→ PROBLEM STATEMENT:
Reproduce the material word for word, starting at its first line and ending with the line that contains "M 1 226 L 32", including that line.

[Items from a dataset]
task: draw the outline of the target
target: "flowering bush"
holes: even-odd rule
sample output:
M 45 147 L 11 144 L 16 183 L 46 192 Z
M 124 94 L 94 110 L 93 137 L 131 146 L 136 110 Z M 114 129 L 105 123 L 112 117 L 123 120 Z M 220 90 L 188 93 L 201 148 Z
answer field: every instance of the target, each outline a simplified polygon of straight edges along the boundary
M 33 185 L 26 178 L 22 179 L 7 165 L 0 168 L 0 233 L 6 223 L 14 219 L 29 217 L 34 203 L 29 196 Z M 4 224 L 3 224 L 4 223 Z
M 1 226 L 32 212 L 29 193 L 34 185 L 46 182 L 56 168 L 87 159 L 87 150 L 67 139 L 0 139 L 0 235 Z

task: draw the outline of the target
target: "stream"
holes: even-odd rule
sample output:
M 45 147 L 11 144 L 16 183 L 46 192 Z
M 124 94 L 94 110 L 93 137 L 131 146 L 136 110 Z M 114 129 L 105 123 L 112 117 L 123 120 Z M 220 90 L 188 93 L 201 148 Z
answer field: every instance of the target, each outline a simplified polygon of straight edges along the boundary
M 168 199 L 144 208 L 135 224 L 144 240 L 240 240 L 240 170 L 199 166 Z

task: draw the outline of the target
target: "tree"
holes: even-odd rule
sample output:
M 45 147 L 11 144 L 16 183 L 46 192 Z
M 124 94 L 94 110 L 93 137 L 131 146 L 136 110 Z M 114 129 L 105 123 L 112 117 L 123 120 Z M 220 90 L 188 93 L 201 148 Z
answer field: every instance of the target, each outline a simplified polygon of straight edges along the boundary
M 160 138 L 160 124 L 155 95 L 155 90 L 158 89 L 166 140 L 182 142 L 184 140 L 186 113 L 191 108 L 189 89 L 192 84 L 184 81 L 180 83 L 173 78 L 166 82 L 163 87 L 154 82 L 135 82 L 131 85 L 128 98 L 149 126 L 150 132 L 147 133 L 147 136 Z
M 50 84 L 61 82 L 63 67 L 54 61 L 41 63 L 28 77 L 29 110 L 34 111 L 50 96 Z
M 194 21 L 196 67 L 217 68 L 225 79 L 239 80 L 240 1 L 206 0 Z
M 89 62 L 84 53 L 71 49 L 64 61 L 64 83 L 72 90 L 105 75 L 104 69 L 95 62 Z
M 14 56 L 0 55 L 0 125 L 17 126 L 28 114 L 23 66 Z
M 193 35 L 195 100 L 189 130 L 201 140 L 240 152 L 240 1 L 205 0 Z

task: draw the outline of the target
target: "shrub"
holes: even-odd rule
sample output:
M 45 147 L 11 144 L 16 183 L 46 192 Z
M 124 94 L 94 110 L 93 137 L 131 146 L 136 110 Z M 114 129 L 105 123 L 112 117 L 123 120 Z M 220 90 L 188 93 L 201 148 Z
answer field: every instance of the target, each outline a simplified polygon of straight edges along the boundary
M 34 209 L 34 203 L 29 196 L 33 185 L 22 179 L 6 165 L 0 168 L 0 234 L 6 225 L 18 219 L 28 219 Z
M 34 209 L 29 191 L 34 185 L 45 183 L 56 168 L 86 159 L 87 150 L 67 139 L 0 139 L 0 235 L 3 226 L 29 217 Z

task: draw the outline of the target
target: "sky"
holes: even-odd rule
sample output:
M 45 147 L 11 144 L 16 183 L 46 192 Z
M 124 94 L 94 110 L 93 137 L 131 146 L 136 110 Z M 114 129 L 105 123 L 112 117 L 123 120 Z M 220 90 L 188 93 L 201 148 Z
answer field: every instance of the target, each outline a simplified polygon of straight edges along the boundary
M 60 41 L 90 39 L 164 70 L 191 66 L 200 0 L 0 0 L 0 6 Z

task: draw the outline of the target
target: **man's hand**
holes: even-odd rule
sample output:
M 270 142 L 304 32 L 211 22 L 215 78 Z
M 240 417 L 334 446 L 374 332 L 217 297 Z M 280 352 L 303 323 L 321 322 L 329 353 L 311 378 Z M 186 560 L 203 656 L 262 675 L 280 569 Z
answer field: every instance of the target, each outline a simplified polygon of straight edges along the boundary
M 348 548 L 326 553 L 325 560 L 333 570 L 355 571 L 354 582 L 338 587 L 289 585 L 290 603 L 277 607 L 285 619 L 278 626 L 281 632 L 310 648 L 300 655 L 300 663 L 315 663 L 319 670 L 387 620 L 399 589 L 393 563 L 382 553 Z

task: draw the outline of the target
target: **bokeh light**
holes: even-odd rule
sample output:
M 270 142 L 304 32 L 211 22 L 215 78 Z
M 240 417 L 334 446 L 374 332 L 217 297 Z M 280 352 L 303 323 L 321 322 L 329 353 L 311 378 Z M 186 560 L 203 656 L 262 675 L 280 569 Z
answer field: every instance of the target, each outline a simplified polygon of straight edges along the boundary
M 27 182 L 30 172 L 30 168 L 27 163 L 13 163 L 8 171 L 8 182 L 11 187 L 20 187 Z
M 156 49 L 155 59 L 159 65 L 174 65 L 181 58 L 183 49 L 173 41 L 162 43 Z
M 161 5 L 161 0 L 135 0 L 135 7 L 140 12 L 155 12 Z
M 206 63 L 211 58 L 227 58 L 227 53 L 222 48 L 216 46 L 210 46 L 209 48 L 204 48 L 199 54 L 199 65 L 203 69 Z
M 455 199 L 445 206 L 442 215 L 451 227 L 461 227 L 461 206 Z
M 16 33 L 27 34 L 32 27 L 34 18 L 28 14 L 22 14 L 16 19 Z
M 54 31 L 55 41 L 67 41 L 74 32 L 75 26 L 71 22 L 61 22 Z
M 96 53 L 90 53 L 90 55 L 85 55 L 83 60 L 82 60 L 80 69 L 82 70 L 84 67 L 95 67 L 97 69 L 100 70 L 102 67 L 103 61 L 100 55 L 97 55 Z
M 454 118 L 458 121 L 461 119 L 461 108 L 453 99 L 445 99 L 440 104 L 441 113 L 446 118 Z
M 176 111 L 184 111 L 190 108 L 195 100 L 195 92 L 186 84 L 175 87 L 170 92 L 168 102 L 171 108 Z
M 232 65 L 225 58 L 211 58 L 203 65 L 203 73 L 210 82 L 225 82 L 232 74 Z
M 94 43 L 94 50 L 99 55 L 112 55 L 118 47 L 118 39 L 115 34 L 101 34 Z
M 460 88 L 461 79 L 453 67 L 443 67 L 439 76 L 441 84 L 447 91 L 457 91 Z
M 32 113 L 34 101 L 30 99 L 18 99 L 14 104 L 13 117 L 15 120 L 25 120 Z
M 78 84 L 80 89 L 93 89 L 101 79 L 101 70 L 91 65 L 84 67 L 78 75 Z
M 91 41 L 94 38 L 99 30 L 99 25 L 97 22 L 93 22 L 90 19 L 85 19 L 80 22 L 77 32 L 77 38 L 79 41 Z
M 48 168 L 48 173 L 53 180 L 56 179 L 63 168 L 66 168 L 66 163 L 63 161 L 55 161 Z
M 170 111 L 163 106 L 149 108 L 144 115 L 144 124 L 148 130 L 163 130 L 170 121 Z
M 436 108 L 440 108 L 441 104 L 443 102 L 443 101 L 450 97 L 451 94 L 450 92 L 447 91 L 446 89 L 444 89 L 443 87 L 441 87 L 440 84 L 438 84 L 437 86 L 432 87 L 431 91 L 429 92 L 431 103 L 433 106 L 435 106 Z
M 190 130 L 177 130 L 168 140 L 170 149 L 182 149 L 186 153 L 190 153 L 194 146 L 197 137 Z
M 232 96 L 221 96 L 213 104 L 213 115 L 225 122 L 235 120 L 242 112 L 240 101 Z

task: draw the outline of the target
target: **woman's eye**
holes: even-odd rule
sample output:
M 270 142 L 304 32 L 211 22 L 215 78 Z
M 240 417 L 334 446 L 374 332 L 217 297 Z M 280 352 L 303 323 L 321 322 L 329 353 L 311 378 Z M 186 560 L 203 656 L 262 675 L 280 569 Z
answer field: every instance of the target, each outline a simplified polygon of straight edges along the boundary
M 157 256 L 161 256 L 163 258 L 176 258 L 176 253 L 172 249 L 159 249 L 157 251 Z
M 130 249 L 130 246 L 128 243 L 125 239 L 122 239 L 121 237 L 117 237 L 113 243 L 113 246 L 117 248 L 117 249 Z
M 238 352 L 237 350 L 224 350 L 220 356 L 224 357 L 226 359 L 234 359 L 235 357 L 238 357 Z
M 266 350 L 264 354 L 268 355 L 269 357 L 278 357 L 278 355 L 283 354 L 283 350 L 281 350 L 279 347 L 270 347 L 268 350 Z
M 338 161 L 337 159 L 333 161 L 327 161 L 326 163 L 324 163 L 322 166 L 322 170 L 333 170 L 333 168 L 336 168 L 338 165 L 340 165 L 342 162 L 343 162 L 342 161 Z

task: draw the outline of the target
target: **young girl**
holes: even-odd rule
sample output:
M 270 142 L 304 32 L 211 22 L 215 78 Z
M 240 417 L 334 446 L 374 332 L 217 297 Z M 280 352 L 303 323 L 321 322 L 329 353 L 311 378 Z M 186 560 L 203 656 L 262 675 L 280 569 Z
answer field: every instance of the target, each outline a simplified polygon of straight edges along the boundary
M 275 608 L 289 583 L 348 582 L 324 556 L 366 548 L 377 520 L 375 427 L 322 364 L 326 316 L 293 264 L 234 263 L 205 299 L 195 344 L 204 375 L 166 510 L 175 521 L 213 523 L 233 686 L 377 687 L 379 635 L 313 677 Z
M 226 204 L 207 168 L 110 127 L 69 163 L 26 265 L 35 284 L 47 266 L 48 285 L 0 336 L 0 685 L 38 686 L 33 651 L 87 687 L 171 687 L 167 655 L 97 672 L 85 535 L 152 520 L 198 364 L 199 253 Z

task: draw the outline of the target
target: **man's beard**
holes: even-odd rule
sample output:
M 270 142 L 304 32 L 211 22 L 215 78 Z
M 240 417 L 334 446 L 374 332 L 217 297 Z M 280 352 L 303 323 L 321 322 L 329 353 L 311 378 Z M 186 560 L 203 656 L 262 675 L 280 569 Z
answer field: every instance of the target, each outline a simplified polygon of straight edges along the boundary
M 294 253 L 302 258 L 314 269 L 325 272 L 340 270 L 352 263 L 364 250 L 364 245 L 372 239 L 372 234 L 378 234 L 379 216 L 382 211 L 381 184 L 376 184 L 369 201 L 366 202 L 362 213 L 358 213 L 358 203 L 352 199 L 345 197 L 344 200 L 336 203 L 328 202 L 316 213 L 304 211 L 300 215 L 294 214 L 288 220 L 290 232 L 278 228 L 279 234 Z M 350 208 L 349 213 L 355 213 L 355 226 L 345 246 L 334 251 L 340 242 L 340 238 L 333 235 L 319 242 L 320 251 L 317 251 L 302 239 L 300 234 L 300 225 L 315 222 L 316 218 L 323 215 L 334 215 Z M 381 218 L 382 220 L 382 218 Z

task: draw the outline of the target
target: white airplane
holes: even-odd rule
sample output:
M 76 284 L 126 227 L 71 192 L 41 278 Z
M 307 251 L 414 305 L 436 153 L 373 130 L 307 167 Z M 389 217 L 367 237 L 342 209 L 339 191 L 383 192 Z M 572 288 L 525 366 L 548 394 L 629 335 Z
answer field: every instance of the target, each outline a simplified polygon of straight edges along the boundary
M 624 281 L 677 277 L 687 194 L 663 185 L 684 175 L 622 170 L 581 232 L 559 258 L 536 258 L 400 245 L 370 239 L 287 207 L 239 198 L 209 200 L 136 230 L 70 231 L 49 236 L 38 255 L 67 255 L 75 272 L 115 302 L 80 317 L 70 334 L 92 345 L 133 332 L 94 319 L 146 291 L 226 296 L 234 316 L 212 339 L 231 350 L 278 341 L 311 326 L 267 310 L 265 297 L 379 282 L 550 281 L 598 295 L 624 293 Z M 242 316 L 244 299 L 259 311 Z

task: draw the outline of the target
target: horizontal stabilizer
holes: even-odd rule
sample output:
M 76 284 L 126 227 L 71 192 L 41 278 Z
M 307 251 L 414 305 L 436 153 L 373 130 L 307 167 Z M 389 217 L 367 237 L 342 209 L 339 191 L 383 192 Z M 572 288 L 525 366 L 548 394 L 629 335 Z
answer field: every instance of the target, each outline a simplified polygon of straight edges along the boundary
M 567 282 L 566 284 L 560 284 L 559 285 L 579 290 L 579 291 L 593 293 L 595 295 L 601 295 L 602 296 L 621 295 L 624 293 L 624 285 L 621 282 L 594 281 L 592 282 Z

→ TASK RESULT:
task: draw the outline of the target
target: "flowering bush"
holes: even-odd rule
sample output:
M 45 147 L 11 144 L 16 183 L 46 192 Z
M 124 94 L 94 110 L 93 137 L 131 146 L 136 110 Z M 114 129 L 105 123 L 112 117 L 123 120 Z M 220 90 L 188 93 L 201 148 Z
answer field: every instance of the target, each outline a simplified polygon of straight edges along the boundary
M 33 185 L 26 178 L 22 179 L 7 165 L 0 168 L 0 233 L 6 223 L 14 219 L 29 217 L 34 203 L 29 196 Z M 4 224 L 3 224 L 4 223 Z
M 1 226 L 32 212 L 29 193 L 34 185 L 46 182 L 56 168 L 87 159 L 87 150 L 67 139 L 0 139 L 0 235 Z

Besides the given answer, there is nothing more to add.